Look for "Task — mark the grass lawn, giving" in the listing below, then copy exactly the line it appears in and all lines after it to the end, and nothing more.

Entries taken from a collection:
++++++++++++++++++++

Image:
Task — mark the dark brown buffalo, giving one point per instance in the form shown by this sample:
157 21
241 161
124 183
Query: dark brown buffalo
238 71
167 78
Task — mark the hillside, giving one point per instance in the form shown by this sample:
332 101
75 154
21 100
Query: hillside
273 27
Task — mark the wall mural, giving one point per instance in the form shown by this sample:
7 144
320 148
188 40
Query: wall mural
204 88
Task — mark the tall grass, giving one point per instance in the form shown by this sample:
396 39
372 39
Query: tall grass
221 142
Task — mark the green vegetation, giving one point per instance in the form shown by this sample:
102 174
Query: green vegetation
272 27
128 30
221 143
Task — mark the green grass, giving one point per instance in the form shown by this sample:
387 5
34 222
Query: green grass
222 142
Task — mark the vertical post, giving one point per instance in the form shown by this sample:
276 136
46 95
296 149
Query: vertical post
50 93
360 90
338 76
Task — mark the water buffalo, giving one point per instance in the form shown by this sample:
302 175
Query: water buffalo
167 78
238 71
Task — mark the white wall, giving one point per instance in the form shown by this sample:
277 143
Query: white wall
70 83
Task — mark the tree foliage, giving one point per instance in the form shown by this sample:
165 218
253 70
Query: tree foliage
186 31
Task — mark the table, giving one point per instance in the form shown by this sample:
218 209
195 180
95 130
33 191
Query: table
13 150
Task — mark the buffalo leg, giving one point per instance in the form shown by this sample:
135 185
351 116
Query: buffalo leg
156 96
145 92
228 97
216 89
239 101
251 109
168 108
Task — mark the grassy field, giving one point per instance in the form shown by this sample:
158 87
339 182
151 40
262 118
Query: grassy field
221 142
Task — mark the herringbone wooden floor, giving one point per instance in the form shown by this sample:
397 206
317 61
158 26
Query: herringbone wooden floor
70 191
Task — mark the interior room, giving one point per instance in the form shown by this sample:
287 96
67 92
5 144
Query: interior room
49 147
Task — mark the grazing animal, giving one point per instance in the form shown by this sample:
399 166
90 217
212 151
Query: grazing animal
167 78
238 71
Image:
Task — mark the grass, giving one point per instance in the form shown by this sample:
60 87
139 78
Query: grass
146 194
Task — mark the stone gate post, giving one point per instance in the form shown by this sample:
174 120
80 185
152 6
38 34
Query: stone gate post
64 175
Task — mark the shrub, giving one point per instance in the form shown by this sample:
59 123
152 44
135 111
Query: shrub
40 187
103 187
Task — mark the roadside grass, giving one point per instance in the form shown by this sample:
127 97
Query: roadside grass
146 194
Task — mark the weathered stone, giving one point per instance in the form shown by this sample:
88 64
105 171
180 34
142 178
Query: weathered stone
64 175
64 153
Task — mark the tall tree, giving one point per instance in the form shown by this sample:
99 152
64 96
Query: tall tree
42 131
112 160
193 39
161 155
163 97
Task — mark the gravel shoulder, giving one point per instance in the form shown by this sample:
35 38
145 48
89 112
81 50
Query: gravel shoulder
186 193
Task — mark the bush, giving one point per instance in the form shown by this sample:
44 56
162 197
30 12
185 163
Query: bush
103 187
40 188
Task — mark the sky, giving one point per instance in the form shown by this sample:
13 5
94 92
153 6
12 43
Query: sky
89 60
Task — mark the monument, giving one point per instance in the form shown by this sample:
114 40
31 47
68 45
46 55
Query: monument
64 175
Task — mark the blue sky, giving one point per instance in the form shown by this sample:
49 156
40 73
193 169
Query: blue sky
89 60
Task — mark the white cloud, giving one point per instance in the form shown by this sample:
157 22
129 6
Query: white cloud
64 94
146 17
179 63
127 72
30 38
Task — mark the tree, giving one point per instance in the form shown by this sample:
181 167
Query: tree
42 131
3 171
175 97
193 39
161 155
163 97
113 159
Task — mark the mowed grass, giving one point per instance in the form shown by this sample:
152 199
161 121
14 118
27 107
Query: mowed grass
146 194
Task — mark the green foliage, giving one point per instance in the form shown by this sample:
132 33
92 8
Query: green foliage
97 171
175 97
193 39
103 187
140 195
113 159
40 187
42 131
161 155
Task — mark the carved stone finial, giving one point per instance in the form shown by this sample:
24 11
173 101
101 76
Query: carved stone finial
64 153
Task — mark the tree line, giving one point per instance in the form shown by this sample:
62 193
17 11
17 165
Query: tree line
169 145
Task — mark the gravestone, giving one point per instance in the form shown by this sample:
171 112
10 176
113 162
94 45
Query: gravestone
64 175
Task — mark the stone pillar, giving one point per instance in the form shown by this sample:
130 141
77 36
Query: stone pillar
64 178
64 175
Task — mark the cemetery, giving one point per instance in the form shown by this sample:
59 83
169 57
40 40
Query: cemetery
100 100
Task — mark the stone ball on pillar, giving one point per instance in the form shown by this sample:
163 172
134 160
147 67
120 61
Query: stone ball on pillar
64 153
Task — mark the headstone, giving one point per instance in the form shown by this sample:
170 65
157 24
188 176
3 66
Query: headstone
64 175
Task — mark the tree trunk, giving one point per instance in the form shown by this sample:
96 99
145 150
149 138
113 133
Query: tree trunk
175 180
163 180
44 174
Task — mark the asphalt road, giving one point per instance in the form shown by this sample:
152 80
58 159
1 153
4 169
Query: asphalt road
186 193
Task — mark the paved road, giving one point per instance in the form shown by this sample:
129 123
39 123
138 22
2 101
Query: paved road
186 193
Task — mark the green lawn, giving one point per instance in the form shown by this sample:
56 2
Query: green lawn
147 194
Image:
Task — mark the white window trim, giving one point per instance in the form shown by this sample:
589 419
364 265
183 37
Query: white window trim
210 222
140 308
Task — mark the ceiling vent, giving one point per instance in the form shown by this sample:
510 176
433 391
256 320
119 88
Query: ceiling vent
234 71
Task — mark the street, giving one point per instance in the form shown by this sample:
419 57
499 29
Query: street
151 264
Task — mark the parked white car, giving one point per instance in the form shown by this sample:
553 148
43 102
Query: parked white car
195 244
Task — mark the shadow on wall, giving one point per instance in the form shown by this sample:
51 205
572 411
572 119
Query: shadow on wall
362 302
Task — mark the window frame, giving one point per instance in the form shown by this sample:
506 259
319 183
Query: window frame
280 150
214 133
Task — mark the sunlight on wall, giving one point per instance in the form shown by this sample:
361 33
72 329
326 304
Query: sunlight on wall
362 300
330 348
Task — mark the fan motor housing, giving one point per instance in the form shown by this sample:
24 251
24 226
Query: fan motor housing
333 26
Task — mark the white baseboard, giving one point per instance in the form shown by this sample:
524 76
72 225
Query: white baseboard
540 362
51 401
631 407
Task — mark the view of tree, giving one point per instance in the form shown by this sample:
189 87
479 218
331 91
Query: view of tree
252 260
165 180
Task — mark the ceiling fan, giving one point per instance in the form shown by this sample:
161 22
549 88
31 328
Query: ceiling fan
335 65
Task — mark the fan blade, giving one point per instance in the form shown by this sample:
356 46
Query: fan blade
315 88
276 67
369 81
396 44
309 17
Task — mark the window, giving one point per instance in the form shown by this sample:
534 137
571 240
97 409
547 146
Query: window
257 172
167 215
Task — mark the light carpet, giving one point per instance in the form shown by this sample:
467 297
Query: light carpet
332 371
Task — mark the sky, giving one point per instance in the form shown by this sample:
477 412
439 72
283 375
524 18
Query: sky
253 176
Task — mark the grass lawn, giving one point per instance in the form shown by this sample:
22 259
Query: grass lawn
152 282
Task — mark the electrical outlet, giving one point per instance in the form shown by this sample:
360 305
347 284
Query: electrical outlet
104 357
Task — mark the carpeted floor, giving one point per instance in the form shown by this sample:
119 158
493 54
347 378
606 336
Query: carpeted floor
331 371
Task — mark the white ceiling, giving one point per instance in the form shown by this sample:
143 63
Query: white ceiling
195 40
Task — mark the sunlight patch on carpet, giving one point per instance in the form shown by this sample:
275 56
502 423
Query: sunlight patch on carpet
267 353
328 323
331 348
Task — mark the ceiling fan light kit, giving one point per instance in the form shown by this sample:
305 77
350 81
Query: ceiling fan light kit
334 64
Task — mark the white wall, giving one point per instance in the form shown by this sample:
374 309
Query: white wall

++++++++++++++++++++

== Result for this task ==
Task — mark the grass lawn, giving one point per instance in the form shown by this sample:
22 259
Query: grass lawn
152 282
Task — mark the electrical outlet, giving one point per instance in the form shown by this sample:
360 305
347 284
Query: electrical outlet
104 357
Task — mark the carpeted floor, giving one point per instance in the form shown by this sample:
119 158
493 54
347 378
606 336
Query: carpeted floor
331 371
Task — mark the white ceiling, giving one point per instance in the form shown by this sample:
143 63
Query: white ceiling
195 40
Task — mark the sunlight patch on carpet, giving one point per instance in the form shown by this sample:
275 56
502 423
Query: sunlight patch on carpet
267 353
328 323
331 348
Task — mark the ceiling fan light kit, giving one point per instance in the form shown by this sample:
305 77
350 81
Query: ceiling fan light kit
334 64
Task — mark the white wall, giving one point per instance in the form shown by this sample:
374 309
Query: white wall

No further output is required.